* [Page extract]
——————————

GPU: Nvidia RTX 3090

code

using KernelAbstractions
using ChainRulesCore, Zygote, CUDA, Enzyme, Test

@kernel function example_kenr(@Const(A),A_out)

    index = @index(Global)
    shared_arr = @localmem Float32 (@groupsize()[1], 1)
    shared_arr[@index(Local, Linear)] = A[index]
    A_out[index] = shared_arr[@index(Local, Linear), 1]
    index = @index(Global)
end

function call_example(A,A_out)
    dev = get_backend(A)
    example_kenr(dev, 256)(A,A_out, ndrange=(size(A)[1]))
    KernelAbstractions.synchronize(dev)
    return nothing
end

A=CUDA.ones(10).*2
A_out=CUDA.ones(10)
call_example(A,A_out)
@test A_out == CUDA.ones(10).*2

function ChainRulesCore.rrule(::typeof(call_example), A,A_out)

    #modify A_out by mutation
    call_example(A,A_out)

    function call_test_kernel1_pullback(d_A_out)
        d_A_out = CuArray(collect(d_A_out))
        d_A = CUDA.zeros(size(A)...)

        Enzyme.autodiff_deferred(Enzyme.Reverse, call_example, Const, Duplicated(A,d_A), Duplicated(A_out, d_A_out))

        #NoTangent for the function itself
        return NoTangent(), d_A,d_A_out
    end

    return A_out, call_test_kernel1_pullback

end

out,pull_back=rrule(call_example,A,A_out)
pull_back(CUDA.ones(10))

error

ERROR: Enzyme.Compiler.EnzymeRuntimeException(Cstring(0x00007d0b6b39b32c))
Stacktrace:
  [1] throwerr(cstr::Cstring)

——————————

* [The data]
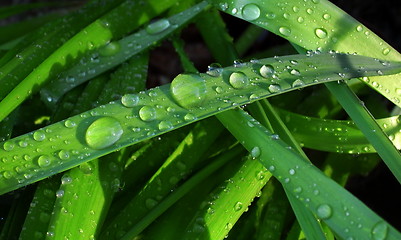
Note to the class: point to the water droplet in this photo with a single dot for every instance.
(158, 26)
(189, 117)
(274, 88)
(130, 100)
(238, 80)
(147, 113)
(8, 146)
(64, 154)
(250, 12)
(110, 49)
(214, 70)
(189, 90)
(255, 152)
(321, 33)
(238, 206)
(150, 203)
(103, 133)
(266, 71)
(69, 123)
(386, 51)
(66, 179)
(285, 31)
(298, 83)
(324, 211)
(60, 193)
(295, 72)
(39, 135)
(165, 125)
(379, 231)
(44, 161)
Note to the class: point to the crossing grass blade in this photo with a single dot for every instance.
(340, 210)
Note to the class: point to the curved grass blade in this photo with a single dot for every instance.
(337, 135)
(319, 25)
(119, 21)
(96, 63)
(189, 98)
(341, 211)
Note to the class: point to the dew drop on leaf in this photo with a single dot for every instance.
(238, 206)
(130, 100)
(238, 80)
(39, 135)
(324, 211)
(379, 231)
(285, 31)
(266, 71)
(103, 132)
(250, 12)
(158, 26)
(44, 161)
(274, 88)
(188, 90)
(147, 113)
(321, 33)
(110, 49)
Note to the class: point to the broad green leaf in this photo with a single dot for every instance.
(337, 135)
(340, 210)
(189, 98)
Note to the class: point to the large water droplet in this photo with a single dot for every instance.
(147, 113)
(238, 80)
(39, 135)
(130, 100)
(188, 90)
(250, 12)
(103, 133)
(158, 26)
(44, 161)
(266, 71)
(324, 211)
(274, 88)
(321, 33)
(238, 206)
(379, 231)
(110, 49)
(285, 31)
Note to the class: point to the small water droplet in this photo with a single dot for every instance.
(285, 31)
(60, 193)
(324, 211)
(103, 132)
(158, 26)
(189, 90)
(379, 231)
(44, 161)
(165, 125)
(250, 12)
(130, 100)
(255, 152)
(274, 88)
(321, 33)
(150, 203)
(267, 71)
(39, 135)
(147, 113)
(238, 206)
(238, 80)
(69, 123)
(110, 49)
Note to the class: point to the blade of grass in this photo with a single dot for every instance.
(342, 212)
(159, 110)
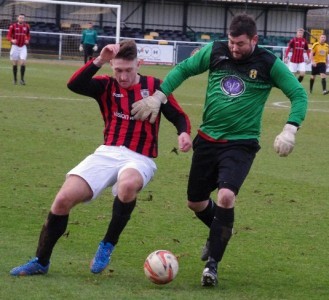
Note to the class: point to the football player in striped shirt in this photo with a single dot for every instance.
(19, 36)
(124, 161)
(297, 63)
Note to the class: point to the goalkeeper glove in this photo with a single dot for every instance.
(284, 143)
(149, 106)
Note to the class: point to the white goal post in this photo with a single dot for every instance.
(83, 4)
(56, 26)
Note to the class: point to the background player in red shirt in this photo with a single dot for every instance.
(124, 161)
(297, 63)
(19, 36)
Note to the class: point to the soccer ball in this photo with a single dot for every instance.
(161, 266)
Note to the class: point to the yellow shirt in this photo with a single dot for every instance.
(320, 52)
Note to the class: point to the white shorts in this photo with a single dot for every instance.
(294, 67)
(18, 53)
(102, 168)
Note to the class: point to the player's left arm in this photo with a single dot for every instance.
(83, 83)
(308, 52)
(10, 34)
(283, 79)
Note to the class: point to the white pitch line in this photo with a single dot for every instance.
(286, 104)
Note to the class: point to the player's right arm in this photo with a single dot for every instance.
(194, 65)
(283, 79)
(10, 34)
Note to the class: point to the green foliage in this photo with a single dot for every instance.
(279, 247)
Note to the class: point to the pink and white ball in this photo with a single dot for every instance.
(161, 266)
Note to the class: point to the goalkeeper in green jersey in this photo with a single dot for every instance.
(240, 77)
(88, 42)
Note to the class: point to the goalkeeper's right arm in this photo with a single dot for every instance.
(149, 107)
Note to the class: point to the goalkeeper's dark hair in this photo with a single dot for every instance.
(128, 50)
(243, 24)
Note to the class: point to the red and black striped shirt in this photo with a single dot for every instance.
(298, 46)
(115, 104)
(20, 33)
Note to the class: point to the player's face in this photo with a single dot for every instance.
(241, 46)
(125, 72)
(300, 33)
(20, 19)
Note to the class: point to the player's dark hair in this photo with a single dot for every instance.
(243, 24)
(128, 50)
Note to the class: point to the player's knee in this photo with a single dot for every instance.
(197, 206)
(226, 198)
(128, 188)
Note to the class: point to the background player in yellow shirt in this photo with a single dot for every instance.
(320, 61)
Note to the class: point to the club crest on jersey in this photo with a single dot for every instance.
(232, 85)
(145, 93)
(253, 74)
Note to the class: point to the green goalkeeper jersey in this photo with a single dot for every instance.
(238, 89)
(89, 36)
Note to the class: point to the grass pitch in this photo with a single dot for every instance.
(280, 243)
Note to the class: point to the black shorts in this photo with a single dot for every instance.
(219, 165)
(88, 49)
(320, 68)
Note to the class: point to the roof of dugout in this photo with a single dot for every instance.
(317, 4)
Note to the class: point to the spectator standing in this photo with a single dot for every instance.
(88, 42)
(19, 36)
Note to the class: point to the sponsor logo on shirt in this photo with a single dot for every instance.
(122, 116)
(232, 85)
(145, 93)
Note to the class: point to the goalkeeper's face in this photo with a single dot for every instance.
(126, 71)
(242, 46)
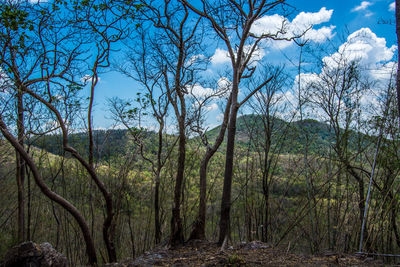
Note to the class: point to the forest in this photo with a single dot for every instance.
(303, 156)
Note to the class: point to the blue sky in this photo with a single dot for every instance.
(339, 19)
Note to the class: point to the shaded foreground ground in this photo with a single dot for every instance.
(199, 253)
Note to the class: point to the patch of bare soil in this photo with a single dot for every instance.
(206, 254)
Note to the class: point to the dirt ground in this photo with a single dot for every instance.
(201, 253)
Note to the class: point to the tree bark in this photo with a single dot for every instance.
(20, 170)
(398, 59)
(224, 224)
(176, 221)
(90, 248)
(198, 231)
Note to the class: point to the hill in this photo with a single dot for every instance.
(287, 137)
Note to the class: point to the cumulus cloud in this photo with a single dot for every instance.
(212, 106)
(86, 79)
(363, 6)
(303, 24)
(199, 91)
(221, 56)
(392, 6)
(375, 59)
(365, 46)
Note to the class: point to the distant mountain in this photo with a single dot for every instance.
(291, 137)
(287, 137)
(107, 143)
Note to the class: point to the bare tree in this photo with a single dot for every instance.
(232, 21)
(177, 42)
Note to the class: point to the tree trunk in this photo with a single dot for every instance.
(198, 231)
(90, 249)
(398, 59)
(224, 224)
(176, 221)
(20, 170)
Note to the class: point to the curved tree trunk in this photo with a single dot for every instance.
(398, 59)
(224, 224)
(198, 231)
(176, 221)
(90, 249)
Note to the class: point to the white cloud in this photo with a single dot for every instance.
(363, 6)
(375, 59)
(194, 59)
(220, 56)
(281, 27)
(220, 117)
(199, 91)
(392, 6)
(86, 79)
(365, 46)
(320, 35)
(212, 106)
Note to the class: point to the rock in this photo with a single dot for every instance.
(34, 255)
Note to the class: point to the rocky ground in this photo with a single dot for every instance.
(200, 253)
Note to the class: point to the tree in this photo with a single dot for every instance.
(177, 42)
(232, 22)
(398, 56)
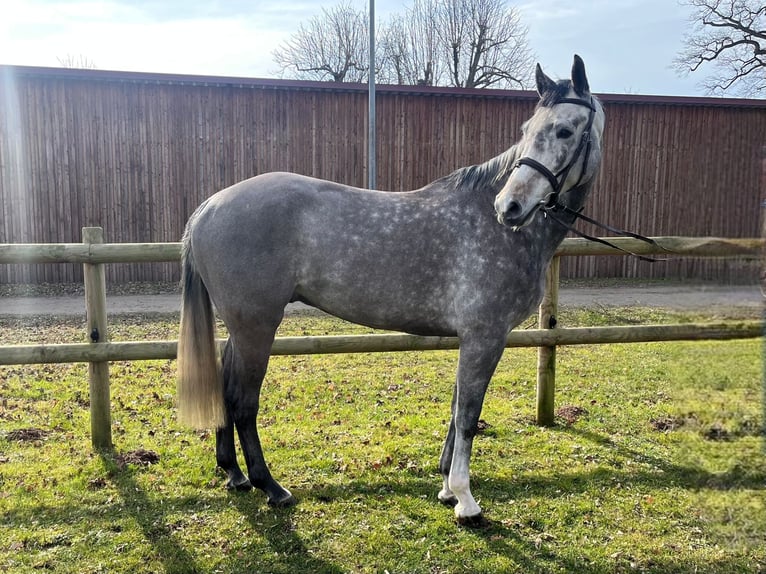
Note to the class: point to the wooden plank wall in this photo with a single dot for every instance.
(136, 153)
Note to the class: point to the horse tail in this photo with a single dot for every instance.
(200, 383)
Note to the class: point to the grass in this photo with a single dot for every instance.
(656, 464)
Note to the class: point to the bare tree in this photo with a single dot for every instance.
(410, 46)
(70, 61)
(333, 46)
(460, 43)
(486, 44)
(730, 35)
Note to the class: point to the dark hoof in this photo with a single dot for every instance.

——————————

* [Your tasks]
**1.** List every package loaded by the `using` lines in the GPU kernel post.
**2.** Which GPU does the GPU kernel post list?
**3.** Decide whether each statement agrees with the GPU kernel post: (a) The kernel allocates local memory of type Float32. (b) The pullback calls Enzyme in forward mode. (c) The array A is created from CUDA.zeros.
The entries play no part in what follows.

* [Answers for the tasks]
**1.** KernelAbstractions, ChainRulesCore, Zygote, CUDA, Enzyme, Test

**2.** Nvidia RTX 3090

**3.**
(a) Yes: "shared_arr = @localmem Float32 (@groupsize()[1], 1)"
(b) No: "Enzyme.autodiff_deferred(Enzyme.Reverse, call_example, Const, Duplicated(A,d_A), Duplicated(A_out, d_A_out))"
(c) No: "A=CUDA.ones(10).*2"